● **Prompt**: Rename "positive clicks" to "inclusion clicks" throughout all the records and write the lines out again with nothing else changed. Leave out the pictures.

● **Data for this task**:
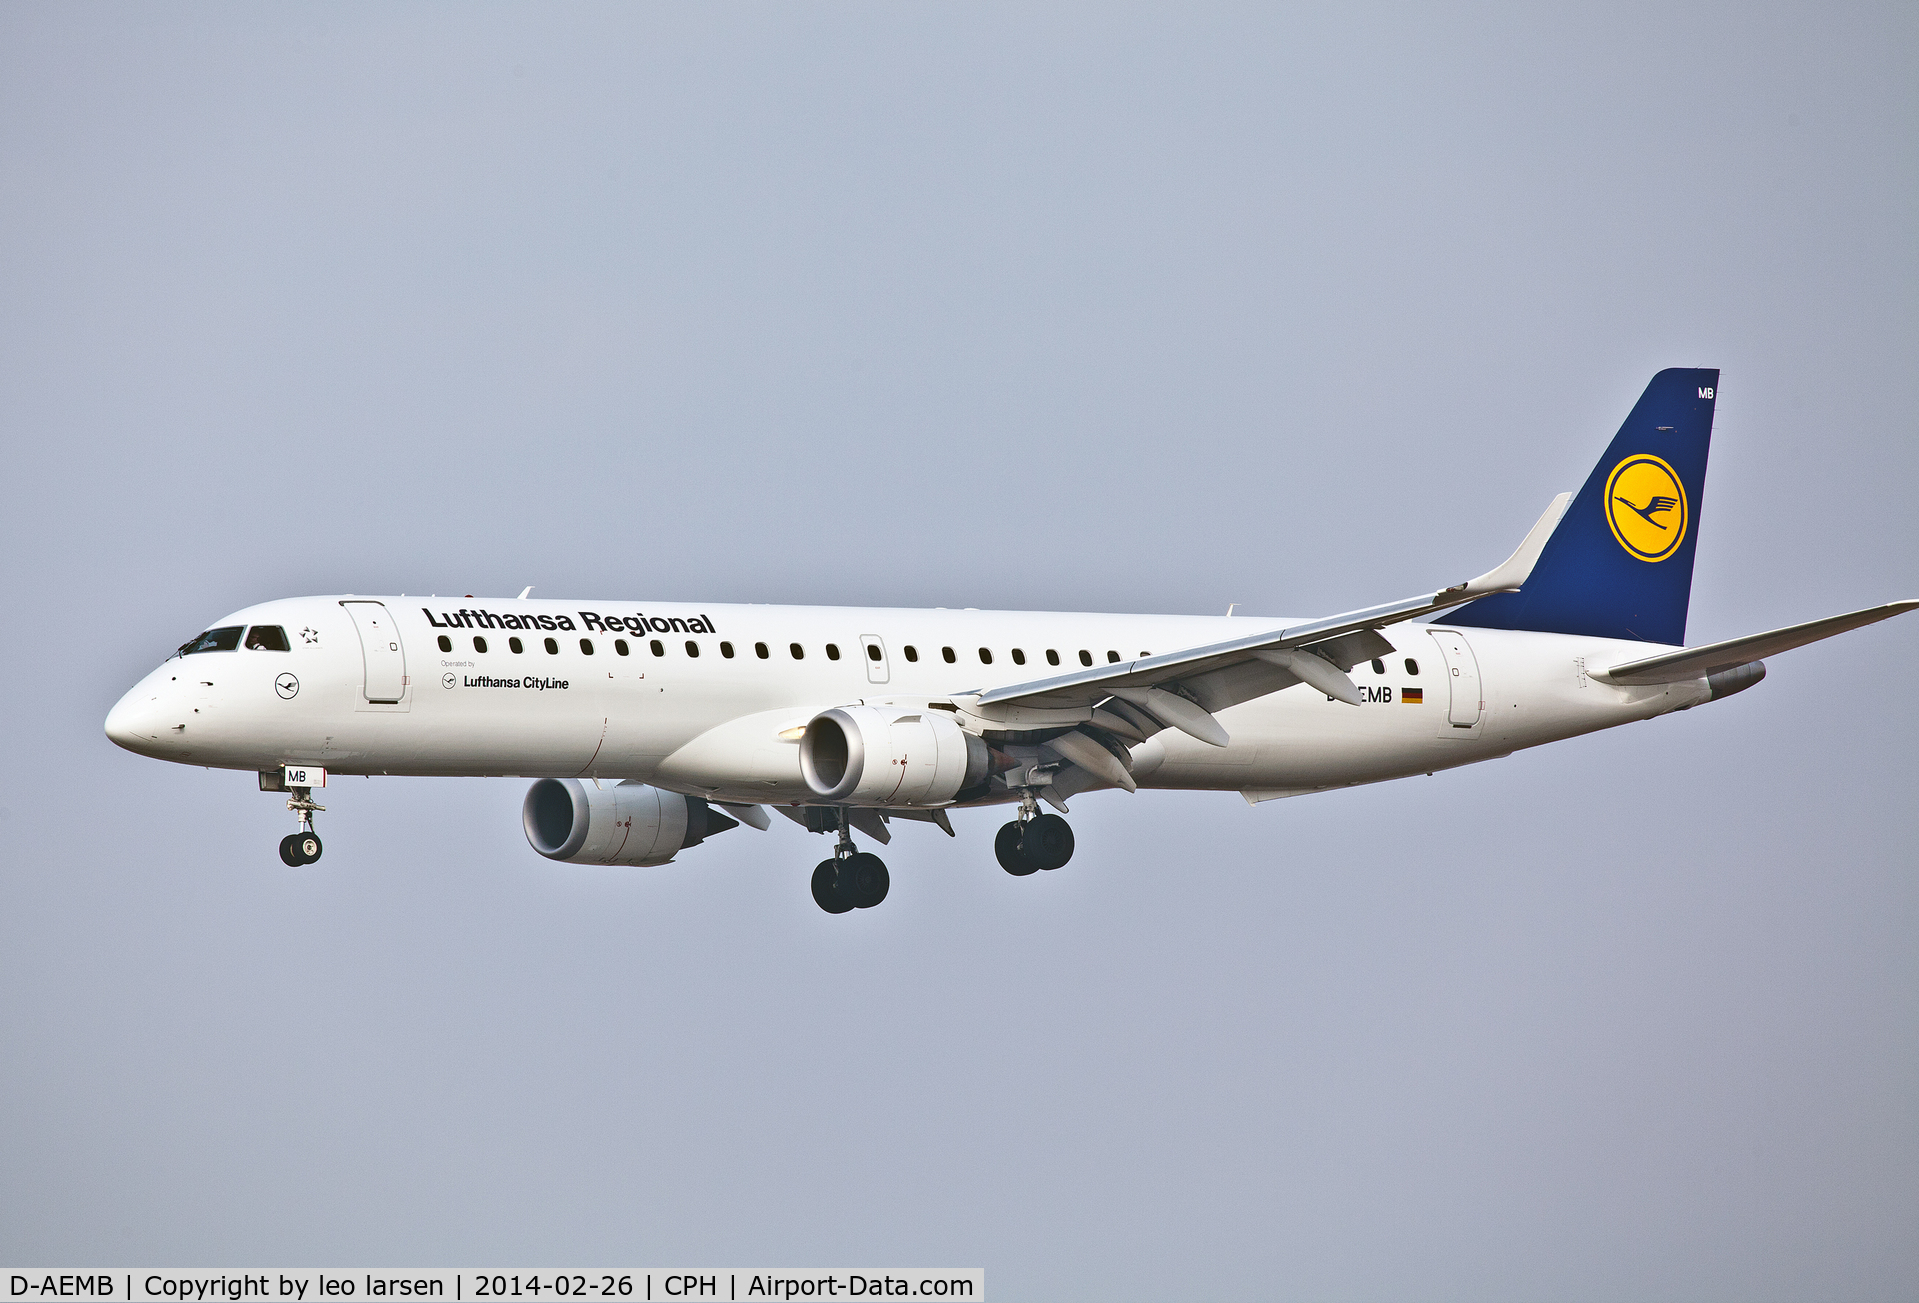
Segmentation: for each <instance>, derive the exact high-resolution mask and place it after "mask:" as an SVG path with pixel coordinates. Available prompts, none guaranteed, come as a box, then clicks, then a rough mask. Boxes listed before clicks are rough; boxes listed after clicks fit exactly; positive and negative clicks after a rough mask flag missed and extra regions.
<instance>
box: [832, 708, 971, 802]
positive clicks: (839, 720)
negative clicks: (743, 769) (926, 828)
mask: <svg viewBox="0 0 1919 1303" xmlns="http://www.w3.org/2000/svg"><path fill="white" fill-rule="evenodd" d="M990 764H992V754H990V752H988V750H986V743H984V739H981V737H975V735H973V733H967V731H965V729H961V727H960V723H958V722H956V720H954V718H952V716H950V714H946V712H940V710H908V708H900V706H839V708H835V710H823V712H819V714H816V716H814V718H812V720H810V722H808V723H806V733H804V735H802V737H800V773H802V775H804V777H806V787H810V789H812V793H814V796H817V798H819V800H833V802H844V804H848V806H938V804H946V802H948V800H952V798H954V796H956V794H960V793H963V791H965V789H969V787H977V785H981V783H984V781H986V773H988V771H990Z"/></svg>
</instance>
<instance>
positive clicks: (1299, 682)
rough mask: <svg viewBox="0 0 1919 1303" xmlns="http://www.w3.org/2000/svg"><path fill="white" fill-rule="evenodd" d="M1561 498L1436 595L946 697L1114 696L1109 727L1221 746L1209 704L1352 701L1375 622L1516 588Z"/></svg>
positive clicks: (978, 707) (1375, 635)
mask: <svg viewBox="0 0 1919 1303" xmlns="http://www.w3.org/2000/svg"><path fill="white" fill-rule="evenodd" d="M1570 501H1572V493H1560V495H1558V497H1554V499H1552V503H1551V505H1549V507H1547V510H1545V514H1543V516H1539V522H1537V524H1535V526H1533V528H1531V532H1529V533H1528V535H1526V541H1522V543H1520V549H1518V551H1516V553H1512V557H1508V558H1506V560H1504V564H1501V566H1499V568H1495V570H1487V572H1485V574H1481V576H1480V578H1478V580H1468V581H1464V583H1455V585H1453V587H1447V589H1439V591H1437V593H1424V595H1420V597H1409V599H1407V601H1399V603H1387V604H1384V606H1366V608H1362V610H1349V612H1345V614H1339V616H1328V618H1324V620H1309V622H1305V624H1295V626H1286V628H1278V629H1272V628H1268V629H1263V631H1257V633H1247V635H1245V637H1236V639H1230V641H1224V643H1211V645H1207V647H1190V649H1186V651H1178V652H1167V654H1163V656H1146V658H1142V660H1123V662H1119V664H1111V666H1096V668H1092V670H1080V672H1077V674H1061V675H1057V677H1050V679H1034V681H1031V683H1011V685H1007V687H994V689H984V691H983V689H973V691H967V693H956V699H960V700H961V702H963V700H965V699H973V700H971V702H969V706H967V708H969V710H973V712H977V714H981V716H984V718H994V720H1006V722H1007V723H1015V725H1017V723H1021V718H1019V714H1021V712H1034V716H1044V714H1048V712H1086V710H1090V708H1092V706H1096V704H1100V702H1105V700H1107V699H1117V700H1119V702H1126V704H1123V706H1119V708H1115V710H1113V714H1115V716H1117V720H1119V722H1121V723H1130V725H1132V727H1123V729H1115V731H1117V733H1121V735H1125V733H1128V731H1140V725H1142V723H1146V727H1148V729H1149V727H1153V725H1155V723H1161V725H1171V727H1176V729H1180V731H1184V733H1190V735H1192V737H1197V739H1199V741H1205V743H1211V745H1215V746H1224V745H1226V741H1228V739H1226V731H1224V729H1222V727H1220V725H1219V722H1217V720H1213V712H1217V710H1224V708H1226V706H1236V704H1238V702H1242V700H1251V699H1255V697H1265V695H1267V693H1276V691H1280V689H1284V687H1291V685H1293V683H1311V685H1313V687H1316V689H1320V691H1324V693H1326V695H1330V697H1339V699H1343V700H1357V691H1355V689H1353V681H1351V679H1349V677H1347V675H1345V672H1347V670H1351V668H1353V666H1355V664H1359V662H1361V660H1370V658H1374V656H1384V654H1387V652H1391V651H1393V645H1391V643H1387V641H1386V639H1384V637H1380V633H1378V629H1382V628H1386V626H1389V624H1399V622H1401V620H1416V618H1420V616H1428V614H1432V612H1435V610H1447V608H1449V606H1458V604H1462V603H1470V601H1472V599H1476V597H1485V595H1487V593H1516V591H1518V589H1520V585H1522V583H1526V578H1528V576H1529V574H1531V570H1533V564H1535V562H1537V560H1539V551H1541V549H1543V547H1545V545H1547V539H1549V537H1551V535H1552V528H1554V526H1556V524H1558V520H1560V516H1562V514H1566V505H1568V503H1570ZM1128 706H1130V710H1128ZM1134 712H1146V714H1148V716H1149V720H1146V722H1142V720H1134ZM1031 723H1032V725H1034V727H1038V725H1044V720H1042V718H1032V720H1031Z"/></svg>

● **Task solution**:
Segmentation: for each <instance>, derive the exact high-resolution mask and place it after "mask:" as an SVG path with pixel coordinates. Available prompts, none guaranteed, come as a box, then clicks, then a rough mask. Boxes listed before clicks are rough; boxes listed after clicks fit exactly; positive and negative clicks after a rough mask flag missed and extra regions.
<instance>
box: [832, 708, 971, 802]
inclusion clicks: (839, 720)
negative clicks: (743, 769) (926, 828)
mask: <svg viewBox="0 0 1919 1303" xmlns="http://www.w3.org/2000/svg"><path fill="white" fill-rule="evenodd" d="M990 764H992V754H990V752H988V750H986V743H984V739H981V737H975V735H973V733H967V731H965V729H961V727H960V723H958V722H956V720H954V718H952V716H950V714H946V712H940V710H908V708H900V706H839V708H835V710H823V712H819V714H816V716H814V718H812V720H810V722H808V723H806V733H804V735H802V737H800V773H802V775H804V777H806V787H810V789H812V793H814V796H817V798H819V800H833V802H844V804H848V806H938V804H946V802H948V800H952V798H954V796H956V794H960V793H963V791H965V789H969V787H977V785H981V783H984V781H986V773H988V771H990Z"/></svg>
</instance>
<instance>
inclusion clicks: (1299, 682)
rough mask: <svg viewBox="0 0 1919 1303" xmlns="http://www.w3.org/2000/svg"><path fill="white" fill-rule="evenodd" d="M1561 498L1436 595L946 697L1114 696L1109 727L1221 746L1209 704L1352 701L1375 622L1516 588Z"/></svg>
inclusion clicks: (978, 707) (1375, 635)
mask: <svg viewBox="0 0 1919 1303" xmlns="http://www.w3.org/2000/svg"><path fill="white" fill-rule="evenodd" d="M1570 501H1572V493H1560V495H1558V497H1554V499H1552V503H1551V505H1549V507H1547V510H1545V514H1543V516H1539V522H1537V524H1535V526H1533V528H1531V532H1529V533H1528V535H1526V541H1522V543H1520V549H1518V551H1516V553H1512V557H1508V558H1506V560H1504V564H1501V566H1499V568H1495V570H1487V572H1485V574H1481V576H1480V578H1478V580H1468V581H1464V583H1455V585H1453V587H1447V589H1439V591H1437V593H1424V595H1420V597H1409V599H1407V601H1399V603H1387V604H1384V606H1366V608H1362V610H1349V612H1345V614H1339V616H1328V618H1324V620H1309V622H1305V624H1295V626H1286V628H1278V629H1272V628H1268V629H1263V631H1257V633H1247V635H1245V637H1236V639H1230V641H1224V643H1211V645H1207V647H1190V649H1186V651H1178V652H1167V654H1163V656H1146V658H1142V660H1123V662H1119V664H1111V666H1096V668H1092V670H1080V672H1077V674H1061V675H1057V677H1050V679H1034V681H1031V683H1011V685H1007V687H994V689H984V691H983V689H973V691H967V693H956V699H960V700H961V702H963V700H965V699H973V700H971V702H969V706H967V708H969V710H973V712H977V714H981V716H984V718H994V720H1006V722H1007V723H1015V725H1017V723H1021V718H1019V714H1021V712H1034V716H1044V714H1048V712H1086V710H1090V708H1092V706H1096V704H1100V702H1105V700H1107V699H1117V700H1119V702H1126V704H1123V706H1119V708H1115V710H1113V714H1115V716H1117V720H1119V722H1121V723H1130V725H1132V727H1123V729H1115V731H1117V733H1121V735H1125V733H1128V731H1140V725H1142V723H1146V727H1148V729H1149V727H1153V725H1155V723H1161V725H1171V727H1176V729H1180V731H1184V733H1190V735H1192V737H1197V739H1199V741H1205V743H1211V745H1215V746H1224V745H1226V741H1228V739H1226V731H1224V729H1222V727H1220V725H1219V722H1217V720H1213V712H1217V710H1224V708H1226V706H1236V704H1238V702H1242V700H1251V699H1255V697H1265V695H1267V693H1276V691H1280V689H1284V687H1291V685H1293V683H1311V685H1313V687H1316V689H1320V691H1324V693H1326V695H1330V697H1339V699H1343V700H1357V691H1355V689H1353V681H1351V679H1349V677H1347V675H1345V672H1347V670H1351V668H1353V666H1355V664H1359V662H1361V660H1370V658H1374V656H1384V654H1387V652H1391V651H1393V645H1391V643H1387V641H1386V639H1384V637H1380V633H1378V629H1382V628H1386V626H1389V624H1399V622H1401V620H1416V618H1420V616H1428V614H1432V612H1435V610H1447V608H1449V606H1458V604H1462V603H1470V601H1472V599H1476V597H1485V595H1487V593H1516V591H1518V589H1520V585H1522V583H1526V578H1528V576H1529V574H1531V570H1533V564H1535V562H1537V560H1539V551H1541V549H1543V547H1545V545H1547V539H1549V537H1551V535H1552V528H1554V526H1556V524H1558V520H1560V516H1562V514H1566V505H1568V503H1570ZM1128 706H1130V710H1128ZM1134 712H1146V714H1148V716H1149V720H1146V722H1142V720H1134ZM1031 723H1032V725H1034V727H1038V725H1044V720H1042V718H1032V720H1031Z"/></svg>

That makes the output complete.